• Action item: Please give back the listing exactly, without any of its pictures.

• Exercise data:
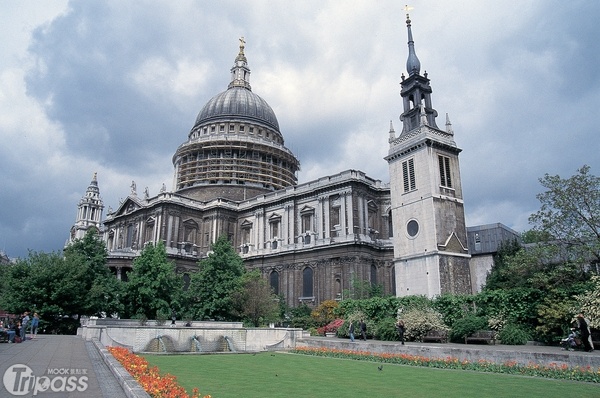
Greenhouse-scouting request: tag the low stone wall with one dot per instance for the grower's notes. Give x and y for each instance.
(199, 337)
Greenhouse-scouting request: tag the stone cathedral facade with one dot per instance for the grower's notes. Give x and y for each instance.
(234, 176)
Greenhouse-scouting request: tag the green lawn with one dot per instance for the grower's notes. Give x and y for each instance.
(289, 375)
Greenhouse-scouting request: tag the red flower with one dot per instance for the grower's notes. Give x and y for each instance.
(155, 384)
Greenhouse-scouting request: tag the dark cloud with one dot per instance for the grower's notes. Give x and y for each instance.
(117, 87)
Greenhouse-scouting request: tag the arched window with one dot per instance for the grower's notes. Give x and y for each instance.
(393, 280)
(373, 275)
(274, 281)
(307, 282)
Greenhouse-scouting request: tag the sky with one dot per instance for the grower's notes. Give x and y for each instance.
(114, 87)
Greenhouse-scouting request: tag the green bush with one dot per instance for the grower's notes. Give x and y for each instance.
(467, 326)
(386, 330)
(514, 335)
(419, 321)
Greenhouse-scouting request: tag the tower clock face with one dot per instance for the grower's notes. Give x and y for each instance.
(412, 228)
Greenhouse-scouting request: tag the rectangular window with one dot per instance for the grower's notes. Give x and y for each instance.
(307, 223)
(408, 174)
(445, 177)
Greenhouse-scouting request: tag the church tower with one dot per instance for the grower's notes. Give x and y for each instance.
(428, 217)
(89, 212)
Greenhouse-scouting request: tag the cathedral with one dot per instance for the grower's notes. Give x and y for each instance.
(233, 175)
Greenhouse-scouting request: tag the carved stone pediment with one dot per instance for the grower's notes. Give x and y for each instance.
(453, 244)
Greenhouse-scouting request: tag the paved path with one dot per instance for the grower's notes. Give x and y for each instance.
(65, 356)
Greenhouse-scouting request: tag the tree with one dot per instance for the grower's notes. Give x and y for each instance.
(211, 287)
(154, 288)
(98, 291)
(255, 301)
(500, 276)
(589, 303)
(570, 215)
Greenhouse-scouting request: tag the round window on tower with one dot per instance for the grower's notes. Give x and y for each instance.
(412, 228)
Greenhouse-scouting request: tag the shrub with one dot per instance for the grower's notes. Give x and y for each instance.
(514, 335)
(467, 326)
(331, 327)
(419, 321)
(161, 317)
(323, 314)
(386, 330)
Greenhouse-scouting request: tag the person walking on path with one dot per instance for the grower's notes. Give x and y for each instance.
(401, 329)
(24, 323)
(35, 321)
(363, 330)
(584, 331)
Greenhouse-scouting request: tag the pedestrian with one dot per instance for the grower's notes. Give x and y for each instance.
(401, 329)
(24, 323)
(35, 321)
(363, 330)
(17, 329)
(584, 331)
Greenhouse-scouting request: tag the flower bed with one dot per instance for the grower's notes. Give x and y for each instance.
(553, 371)
(155, 384)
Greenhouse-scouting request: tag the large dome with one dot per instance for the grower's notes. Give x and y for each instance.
(237, 103)
(235, 149)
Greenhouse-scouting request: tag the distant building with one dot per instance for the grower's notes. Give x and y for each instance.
(234, 176)
(484, 241)
(89, 212)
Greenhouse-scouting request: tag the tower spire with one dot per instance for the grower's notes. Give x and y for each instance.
(240, 73)
(89, 211)
(413, 65)
(416, 91)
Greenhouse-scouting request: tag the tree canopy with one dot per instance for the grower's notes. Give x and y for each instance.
(209, 295)
(570, 215)
(254, 301)
(153, 288)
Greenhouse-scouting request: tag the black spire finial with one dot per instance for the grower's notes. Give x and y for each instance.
(413, 66)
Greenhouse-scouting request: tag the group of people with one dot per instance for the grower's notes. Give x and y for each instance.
(17, 330)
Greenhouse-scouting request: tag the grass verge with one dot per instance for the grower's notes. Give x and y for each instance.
(284, 375)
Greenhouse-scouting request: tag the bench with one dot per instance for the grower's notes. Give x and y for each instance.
(481, 336)
(436, 335)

• Result:
Greenhouse-scouting request: tag the low stone wall with one dot per instance for the grower's notes. Give x and y for each instance.
(199, 337)
Greenhouse-scouting request: tag the stone cathedral facade with one dot per instance for the grower's notes. Give x and y for each instance.
(234, 176)
Greenhouse-scouting request: tag the green lawn with one dot per instance for the grower's notes. Give x and y for each instance.
(289, 375)
Greenhouse-scouting request: tag the red flower with one dot per instance for the grower's notes. Give x and y for each instance.
(155, 384)
Greenhouse-scouting request: tag the dark cloud with one dot per instance for the grower's notes. Give x and y for each instance.
(117, 87)
Greenhouse-scouting request: tag the arched window with one dot per instance for the grower's notes. Give x and y for each instance.
(393, 280)
(373, 275)
(274, 281)
(307, 282)
Greenhouse-scouting request: tag the sky with one dot per instance for the grower's notes. Give x and y for each instance.
(114, 87)
Greenhouse-scouting request: tag the green bush with one dot per instance for the grower's notes. Give x and y for each instance.
(467, 326)
(386, 330)
(514, 335)
(419, 321)
Greenhouse-scouting request: tag the tower clock face with one dot per instance for the grower's notes. Give x and y for each instance.
(412, 228)
Greenhouse-scouting request: tag the rectangular window with one dot per instance for the grower's notes. Give x and y for each instance.
(307, 223)
(408, 174)
(445, 177)
Greenhouse-scouting request: tag the church tower with one dot per instance for the grower's notes. Give x and y for each instance.
(428, 217)
(89, 212)
Greenhouse-scouting request: tag the cathedral with one dot per instance for the grower's notes. Give x and y for each instance.
(233, 175)
Greenhouse-scouting request: tag the carved stone pediment with one dot per instance for the grower's notes. Give x and y for each instance.
(453, 244)
Greenhouse-scouting request: tag the paved path with one dot per instance for the grower's notes. Give x and y for each instance.
(65, 356)
Greenhouse-scouting request: tag the tree with one dot per instance for the grower's notes. Give x and y for each instance.
(211, 287)
(154, 288)
(98, 291)
(255, 301)
(500, 276)
(589, 303)
(570, 215)
Greenhouse-scouting request: tag the round window on tower with one dot per instance for the grower's notes. Give x and y for each instance.
(412, 228)
Greenhouse-scouting request: tag the shrub with one dot per instance for the grower's notes. Give x and y for each instance.
(514, 335)
(467, 326)
(331, 327)
(419, 321)
(161, 317)
(323, 314)
(386, 330)
Greenhouse-scouting request: tag the person walking on path with one dot per instance for the grower's notes. Give x and y for each instance.
(401, 329)
(24, 323)
(35, 321)
(363, 330)
(584, 331)
Greenhouse-scouting request: tag the pedestrian with one dot per instance for the grower's notes. Give x and y for each instance.
(401, 329)
(24, 323)
(35, 321)
(363, 330)
(17, 329)
(584, 331)
Greenhouse-scouting request: tag the flower bed with one dot per instance for the grower's notes. Give x and y for each instance.
(553, 371)
(155, 384)
Greenhouse-scouting request: tag the large dome with one dot per instance for the grower's notes. Give x and y for each instance.
(237, 103)
(235, 149)
Greenhouse-scouting request: tag the distant building with one dot per instance for the grower's notes. Give x and y for each instance.
(234, 176)
(484, 241)
(89, 212)
Greenhouse-scouting request: tag the tower spire with one dot per instance for the grower's notes. Give x and y for each instance.
(240, 73)
(89, 211)
(413, 65)
(416, 91)
Greenhouse-scouting request: tag the tree canopy with one dot per instance for the grower's notes. Give x and y for each instance.
(209, 295)
(570, 215)
(254, 301)
(153, 288)
Greenhouse-scouting request: tag the black spire finial with one dot per instance for the grower's notes. Give x and y for each instance.
(413, 66)
Greenhouse-scouting request: tag the group of people with one dot per instance for the grower's notes. Give x and y for each instance.
(17, 330)
Greenhouse-scouting request: tag the grass verge with one dot per instance for the grower's notes. Give x and y for each instance.
(284, 375)
Greenhouse-scouting request: tag the bench with one dot per instance for the grower's notes. Give x and y for each instance.
(481, 336)
(436, 335)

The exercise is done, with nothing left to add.